◆ **SUPPLIED PASSAGE**:
The times are dark, so I suppose it makes sense to go back to my favorite type of cinema: film noir.

Cinema Purgatorio #18
Aesthetically and ideologically, those stark, moody postwar thrillers about chain-smoking anti-heroes, doomed lovers, dirty cops, femmes fatales, and tangled crime plots inspired many of the comic books discussed in Gotham Calling (not least those starring Batman). Hell, they had a major impact across the medium from the start – in superhero comics as well as in other genres – and you can still see many acclaimed creators going back to that source time and time again… Just last year, Peter Milligan had a blast dissecting the tropes of this sort of hardboiled novels and films in the metafictional murder mystery Profane.

◆ **RECORDED INFORMATION**:
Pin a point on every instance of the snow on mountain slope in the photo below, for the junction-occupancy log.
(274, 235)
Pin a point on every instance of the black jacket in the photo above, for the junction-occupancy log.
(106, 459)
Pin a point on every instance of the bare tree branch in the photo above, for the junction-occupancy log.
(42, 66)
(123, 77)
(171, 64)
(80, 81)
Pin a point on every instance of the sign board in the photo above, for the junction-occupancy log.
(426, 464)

* * *

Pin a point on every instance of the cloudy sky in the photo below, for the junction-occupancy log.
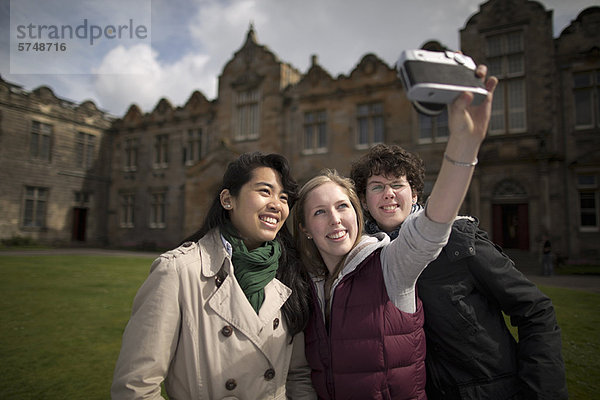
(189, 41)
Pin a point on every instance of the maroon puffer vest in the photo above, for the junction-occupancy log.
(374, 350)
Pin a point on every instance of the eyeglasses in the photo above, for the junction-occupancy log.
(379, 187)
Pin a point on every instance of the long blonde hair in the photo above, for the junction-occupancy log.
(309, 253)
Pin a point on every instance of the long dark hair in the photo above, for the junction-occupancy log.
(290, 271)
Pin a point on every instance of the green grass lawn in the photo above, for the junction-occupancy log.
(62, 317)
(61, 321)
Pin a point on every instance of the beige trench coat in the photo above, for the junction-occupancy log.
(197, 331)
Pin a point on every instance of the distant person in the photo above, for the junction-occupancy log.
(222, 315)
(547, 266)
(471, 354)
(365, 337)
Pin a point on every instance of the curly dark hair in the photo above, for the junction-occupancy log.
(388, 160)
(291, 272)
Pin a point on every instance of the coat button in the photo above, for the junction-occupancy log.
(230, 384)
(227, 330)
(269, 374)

...

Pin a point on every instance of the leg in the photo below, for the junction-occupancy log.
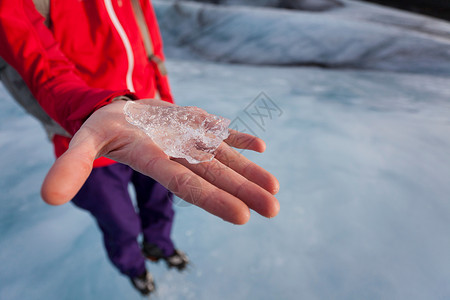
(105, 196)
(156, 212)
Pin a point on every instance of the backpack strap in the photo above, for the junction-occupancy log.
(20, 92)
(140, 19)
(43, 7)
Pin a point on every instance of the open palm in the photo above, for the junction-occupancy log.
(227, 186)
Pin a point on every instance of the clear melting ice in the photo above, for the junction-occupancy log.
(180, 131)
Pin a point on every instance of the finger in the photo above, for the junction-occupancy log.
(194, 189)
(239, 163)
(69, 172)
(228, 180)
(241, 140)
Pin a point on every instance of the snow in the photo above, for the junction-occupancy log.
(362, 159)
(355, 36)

◆ **JOB**: Return the portion of the film noir passage between "The times are" and "murder mystery Profane.", inclusive, copied word for word. Rely only on the passage about film noir when carrying out what comes next.

◆ **RESPONSE TO THE TASK**:
The times are dark, so I suppose it makes sense to go back to my favorite type of cinema: film noir.

Cinema Purgatorio #18
Aesthetically and ideologically, those stark, moody postwar thrillers about chain-smoking anti-heroes, doomed lovers, dirty cops, femmes fatales, and tangled crime plots inspired many of the comic books discussed in Gotham Calling (not least those starring Batman). Hell, they had a major impact across the medium from the start – in superhero comics as well as in other genres – and you can still see many acclaimed creators going back to that source time and time again… Just last year, Peter Milligan had a blast dissecting the tropes of this sort of hardboiled novels and films in the metafictional murder mystery Profane.